- [本文]:
━━━━━━━━

網膜に栄養を送る血管が詰まって、血液が流れなくなる眼疾
網膜動脈閉塞(へいそく)症とは、網膜に栄養を送る血管である網膜動脈が詰まって、血液が流れなくなる疾患。目の疾患としては、重いものの一つです。
血液の供給が途絶えた網膜の細胞は、酸素不足に陥って壊死(えし)を生じます。詰まる部位によって、網膜中心動脈閉塞症と網膜分枝動脈閉塞症があります。詰まり方には、血栓と塞栓があります。血栓は、動脈の中に血の塊ができて内腔(ないくう)をふさぎます。塞栓は、心臓など他の部位から血の塊が流れてきて、動脈が詰まります。
年齢が高いほど起こりやすく、加齢による血管や血液の変化が基礎にあると考えられます。糖尿病、高血圧症、動脈硬化症、心臓弁膜症の人は、起こる率が高くなります。
若い人にも起こることがあり、その場合の原因には膠原(こうげん)病など自己免疫疾患、動脈の炎症、経口避妊薬の内服などがあります。
血の通わなくなった網膜はすぐに機能を失うので、症状は突然現れます。網膜中心動脈閉塞症では、痛みはないものの、閉塞が生じた側の目の視野全体が暗くなり、視力も大きく低下します。分枝動脈閉塞症では、閉塞した部分に対応する視野が暗くなります。閉塞した部分に網膜の中心が含まれれば視力は低下し、含まれなければ低下しません。
一瞬、片方の目が暗くなってしばらくして治るというような前駆症状が何回か起こり、その後本格的に発症することもあります。
網膜中心動脈閉塞症では、網膜は乳白色に濁り、動脈は異常に細く、視神経が眼底に顔を出している部分の視神経乳頭も真っ白になっています。この状態が続くと、その後に血液が流れるようになっても、網膜の機能は回復しません。再発することも珍しくありません。
網膜動脈閉塞症の検査と診断と治療
早期発見が大切で、緊急に治療を必要とする疾患です。特に、一過性に目の前が暗くなるような症状が現れたら、すぐに眼科を受診し、診断と治療を受ける必要があります。
検眼鏡による眼底検査で、ほとんど診断できます。網膜中心動脈閉塞症では、網膜全体が白く濁り、中心だけが赤い斑点のように見えます。網膜分枝動脈閉塞症では、閉塞した範囲の網膜が白く濁り、正常な網膜との境目がはっきりわかります。
蛍光色素を静脈から注射した上で網膜の画像を撮影する蛍光眼底検査を行えば、網膜の損傷の程度がよくわかり、治療方針を決めるのに役立ちます。網膜動脈の血液の流れを観察するために、ドップラー超音波検査を行うこともあります。

━━━━━━━━

- [取り組む課題]:
1 - 本文の「血の通わなくなった網膜は」で始まる段落を、主な事実を保ったまま箇条書きに書き直すこと。
2 - 本文のうち、「網膜に栄養を送る血管が詰まって、血液が流れなくなる眼疾」から「避妊薬の内服などがあります。」までの範囲を両端も含めて一字も変えずに返すこと。

- [記録データ]:

━━━━━━━━

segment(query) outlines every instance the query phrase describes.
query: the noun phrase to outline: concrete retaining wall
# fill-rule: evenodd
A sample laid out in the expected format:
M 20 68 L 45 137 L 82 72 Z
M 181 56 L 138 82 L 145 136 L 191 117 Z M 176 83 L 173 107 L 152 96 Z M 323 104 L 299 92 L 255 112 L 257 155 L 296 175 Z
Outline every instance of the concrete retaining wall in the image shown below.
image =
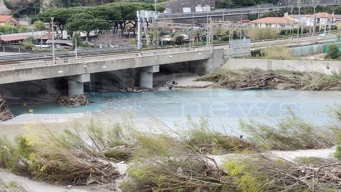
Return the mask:
M 309 55 L 324 52 L 325 48 L 328 47 L 330 44 L 334 43 L 336 43 L 339 47 L 341 46 L 341 42 L 335 42 L 296 47 L 289 49 L 295 52 L 295 56 L 296 56 Z
M 329 70 L 327 69 L 327 65 L 330 68 Z M 231 58 L 222 68 L 231 69 L 259 68 L 263 70 L 284 70 L 328 73 L 333 70 L 341 70 L 341 61 Z

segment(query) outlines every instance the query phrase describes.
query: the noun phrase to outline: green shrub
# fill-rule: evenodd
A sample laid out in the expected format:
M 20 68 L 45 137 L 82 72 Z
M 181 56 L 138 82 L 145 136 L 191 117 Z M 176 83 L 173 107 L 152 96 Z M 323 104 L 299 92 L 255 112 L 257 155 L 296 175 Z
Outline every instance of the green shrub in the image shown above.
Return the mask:
M 341 56 L 339 46 L 336 43 L 331 43 L 328 46 L 327 54 L 324 56 L 325 59 L 338 59 Z

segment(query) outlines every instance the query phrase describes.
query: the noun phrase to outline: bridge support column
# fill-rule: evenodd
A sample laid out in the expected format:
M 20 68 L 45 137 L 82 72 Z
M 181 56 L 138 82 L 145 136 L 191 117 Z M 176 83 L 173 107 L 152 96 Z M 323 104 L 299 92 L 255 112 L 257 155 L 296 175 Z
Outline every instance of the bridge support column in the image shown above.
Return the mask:
M 64 77 L 68 80 L 68 96 L 74 96 L 84 94 L 83 83 L 90 81 L 90 74 L 72 75 Z
M 142 68 L 140 70 L 140 87 L 153 88 L 153 73 L 160 71 L 160 66 Z

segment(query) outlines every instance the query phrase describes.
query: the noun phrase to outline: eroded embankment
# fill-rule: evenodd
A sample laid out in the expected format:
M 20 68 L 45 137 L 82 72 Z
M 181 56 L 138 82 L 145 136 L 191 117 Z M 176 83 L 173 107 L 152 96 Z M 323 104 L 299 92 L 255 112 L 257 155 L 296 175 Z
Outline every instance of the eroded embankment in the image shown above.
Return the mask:
M 201 76 L 198 81 L 215 83 L 215 86 L 237 90 L 250 89 L 341 89 L 341 74 L 289 70 L 263 70 L 257 69 L 220 69 Z

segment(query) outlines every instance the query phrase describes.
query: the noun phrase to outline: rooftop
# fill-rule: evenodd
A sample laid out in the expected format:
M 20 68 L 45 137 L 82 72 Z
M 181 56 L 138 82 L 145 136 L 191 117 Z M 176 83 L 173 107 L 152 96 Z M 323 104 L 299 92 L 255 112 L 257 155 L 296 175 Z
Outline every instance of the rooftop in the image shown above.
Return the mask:
M 0 22 L 4 22 L 12 17 L 12 16 L 0 16 Z M 15 17 L 13 17 L 15 18 Z

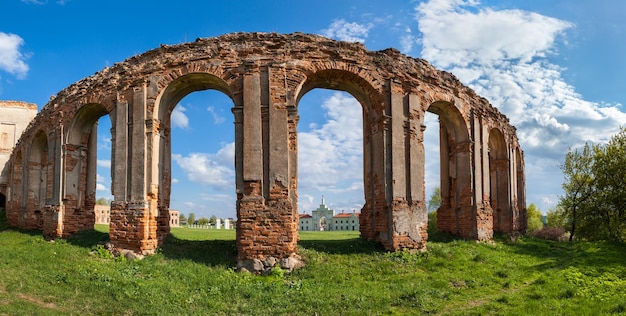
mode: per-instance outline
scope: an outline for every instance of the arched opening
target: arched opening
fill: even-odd
[[[489,131],[489,201],[494,231],[512,230],[509,187],[509,158],[504,135],[494,128]]]
[[[10,179],[7,189],[7,222],[11,226],[22,227],[20,224],[24,223],[24,200],[23,200],[23,185],[22,179],[24,166],[22,160],[22,151],[17,150],[14,154],[13,162],[11,163]]]
[[[301,231],[359,231],[364,205],[362,112],[361,104],[343,91],[317,88],[300,99]]]
[[[7,197],[4,193],[0,192],[0,209],[5,209],[7,207]]]
[[[424,112],[424,184],[428,208],[429,239],[437,232],[437,211],[441,207],[441,154],[439,117]]]
[[[172,216],[188,220],[193,213],[196,222],[215,222],[187,222],[189,227],[233,229],[237,197],[230,88],[214,75],[192,73],[171,82],[157,106],[161,123],[152,140],[152,155],[158,158],[153,159],[151,181],[159,190],[158,241],[181,223]]]
[[[48,199],[48,137],[38,131],[29,149],[27,175],[27,229],[41,229],[42,208]]]
[[[373,158],[381,153],[372,147],[382,138],[368,137],[365,122],[380,117],[371,107],[382,102],[369,83],[340,70],[311,74],[296,95],[298,227],[358,231],[375,239],[372,210],[386,201],[375,198],[385,179],[383,159]]]
[[[63,237],[93,229],[96,218],[99,224],[108,222],[111,194],[106,171],[111,174],[111,120],[100,119],[107,114],[102,104],[85,104],[68,131],[63,167]],[[100,201],[96,207],[98,198],[106,202]]]
[[[428,109],[439,116],[441,206],[439,230],[465,238],[476,237],[473,229],[472,166],[468,128],[459,110],[448,102],[435,102]]]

━━━━━━━━

- [課題の解答]:
1 -
- 血が通わなくなった網膜はすぐに機能を失うため、症状は突然現れる。
- 網膜中心動脈閉塞症では、痛みはない。ただし閉塞側の目の視野全体が暗くなり、視力も大きく低下する。
- 分枝動脈閉塞症では、閉塞部分に対応する視野が暗くなる。
- 分枝動脈閉塞症の視力は、閉塞部分に網膜の中心が含まれれば低下し、含まれなければ低下しない。

2 -
網膜に栄養を送る血管が詰まって、血液が流れなくなる眼疾
網膜動脈閉塞(へいそく)症とは、網膜に栄養を送る血管である網膜動脈が詰まって、血液が流れなくなる疾患。目の疾患としては、重いものの一つです。
血液の供給が途絶えた網膜の細胞は、酸素不足に陥って壊死(えし)を生じます。詰まる部位によって、網膜中心動脈閉塞症と網膜分枝動脈閉塞症があります。詰まり方には、血栓と塞栓があります。血栓は、動脈の中に血の塊ができて内腔(ないくう)をふさぎます。塞栓は、心臓など他の部位から血の塊が流れてきて、動脈が詰まります。
年齢が高いほど起こりやすく、加齢による血管や血液の変化が基礎にあると考えられます。糖尿病、高血圧症、動脈硬化症、心臓弁膜症の人は、起こる率が高くなります。
若い人にも起こることがあり、その場合の原因には膠原(こうげん)病など自己免疫疾患、動脈の炎症、経口避妊薬の内服などがあります。